Quand il s’est agit de se déplacer pour aller voir tourner des autos au sang bleu (Le Mans Classic Japan, traité par ailleurs), une certaine solennité était de mise. Pas question de se contenter d’une kei de location, il fallait quelque chose qui ne nous fasse pas honte en arrivant au paddock. Heureusement, Fiat Japon a bien voulu nous confier pour l’occasion une auto qui partageait avec plusieurs des voitures en piste le Biscione qui orne sa calandre, et l’événement fut donc aussi l’occasion d’une découverte entre Tokyo et le Fuji Speedway du sommet de la gamme 159 constitué par la 3.2 JTS Q4, équipée dans ce cas de la boîte automatique Qtronic.
Il s’agit d’une auto finalement assez exotique pour nous autres Français, puisque Alfa, comme les autres constructeurs européens, fait le gros de ses ventes en Europe avec des diesels de plus en plus évolués. Le groupe Fiat a beau être très engagé dans cette voie, elle est de garage au Japon où le diesel est encore cantonné, dans les statistiques comme dans les esprits, pour l’essentiel aux camions, bus et autres engins de travaux publics. A Tokyo, une Alfa ne se conçoit qu’essence. Place donc au V6 qui coiffe la gamme, le nouveau 3,2 l JTS (Jet Thrust Stoichiometric) à injection directe de 260 ch et 322 Nm de couple à 4500 tr/mn. L’origine de ce bloc est à chercher assez loin de Milan, bien que la marque d’Arese ait toujours souligné depuis la sortie de la 159 que le passage par ses ateliers donne à ce moteur un fort accent italien.
***
### Les consignes
**1.** Recopiez mot pour mot le passage de l'essai de l'Alfa 159 qui commence par "Quand il s’est" et va jusqu'à "boîte automatique Qtronic.".
**2.** D'après l'essai de l'Alfa 159, quelle est la puissance du V6 3,2 l JTS ?
**3.** Reprenez l'essai de l'Alfa 159 là où il s'arrête et écrivez la suite.

### Données extraites
***
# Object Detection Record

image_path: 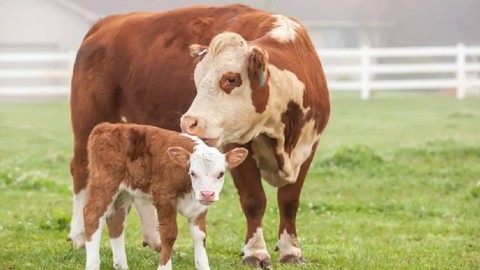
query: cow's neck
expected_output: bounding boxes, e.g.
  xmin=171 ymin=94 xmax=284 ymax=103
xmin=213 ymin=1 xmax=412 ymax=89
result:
xmin=252 ymin=65 xmax=319 ymax=187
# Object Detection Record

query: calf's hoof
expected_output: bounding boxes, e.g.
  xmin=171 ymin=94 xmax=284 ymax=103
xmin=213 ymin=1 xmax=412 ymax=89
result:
xmin=67 ymin=233 xmax=85 ymax=249
xmin=243 ymin=256 xmax=273 ymax=270
xmin=280 ymin=254 xmax=308 ymax=265
xmin=142 ymin=240 xmax=162 ymax=253
xmin=113 ymin=263 xmax=128 ymax=270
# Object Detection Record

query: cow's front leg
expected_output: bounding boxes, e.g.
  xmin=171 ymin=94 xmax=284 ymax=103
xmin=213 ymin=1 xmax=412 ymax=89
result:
xmin=226 ymin=144 xmax=272 ymax=269
xmin=277 ymin=148 xmax=315 ymax=264
xmin=190 ymin=211 xmax=210 ymax=270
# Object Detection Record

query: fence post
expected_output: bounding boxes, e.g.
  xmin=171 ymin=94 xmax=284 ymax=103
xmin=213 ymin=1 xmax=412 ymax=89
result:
xmin=360 ymin=46 xmax=370 ymax=100
xmin=457 ymin=43 xmax=466 ymax=99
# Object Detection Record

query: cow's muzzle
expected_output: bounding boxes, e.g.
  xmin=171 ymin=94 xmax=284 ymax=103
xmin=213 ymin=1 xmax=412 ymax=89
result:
xmin=180 ymin=115 xmax=221 ymax=146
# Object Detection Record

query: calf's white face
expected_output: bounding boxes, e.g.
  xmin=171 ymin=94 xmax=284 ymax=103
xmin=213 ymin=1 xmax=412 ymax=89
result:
xmin=168 ymin=144 xmax=248 ymax=205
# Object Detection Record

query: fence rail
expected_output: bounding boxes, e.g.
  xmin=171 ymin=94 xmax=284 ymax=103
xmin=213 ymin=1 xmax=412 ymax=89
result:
xmin=0 ymin=44 xmax=480 ymax=99
xmin=318 ymin=44 xmax=480 ymax=99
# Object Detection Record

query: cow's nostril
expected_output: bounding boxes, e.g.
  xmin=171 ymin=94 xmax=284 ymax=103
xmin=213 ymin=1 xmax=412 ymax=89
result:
xmin=200 ymin=191 xmax=215 ymax=199
xmin=189 ymin=119 xmax=198 ymax=130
***
### Réponses
**1.**
Quand il s’est agit de se déplacer pour aller voir tourner des autos au sang bleu (Le Mans Classic Japan, traité par ailleurs), une certaine solennité était de mise. Pas question de se contenter d’une kei de location, il fallait quelque chose qui ne nous fasse pas honte en arrivant au paddock. Heureusement, Fiat Japon a bien voulu nous confier pour l’occasion une auto qui partageait avec plusieurs des voitures en piste le Biscione qui orne sa calandre, et l’événement fut donc aussi l’occasion d’une découverte entre Tokyo et le Fuji Speedway du sommet de la gamme 159 constitué par la 3.2 JTS Q4, équipée dans ce cas de la boîte automatique Qtronic.

**2.** 260 ch.

**3.**
Ce bulletin de naissance qui rappelle le flirt poussé mais finalement interruptus du groupe italien avec General Motors a suscité dès le départ la méfiance des alfisti accros à l’ancien V6 qui a assuré les vocalises entre 1979 et son chant du cygne dans le coupé GT. Alors, ce V6 from down under, tout juste bon pour la chasse au kangourou en pickup au clair de lune ? La réponse est bien évidemment négative. Si le ronron feutré ne paye pas de mine lors de l’appui sur le bouton start et les premiers kilomètres à allure urbaine, le V6 rugit de façon convaincante dès que l’on enfonce franchement la pédale de droite et que l’aiguille du compte-tours s’approche des 7500 tr/mn de la zone rouge, bien que l’isolation phonique de la cabine filtre largement la chose avec une efficacité dont on aimerait dans ce cas précis qu’elle fut un peu moins complète.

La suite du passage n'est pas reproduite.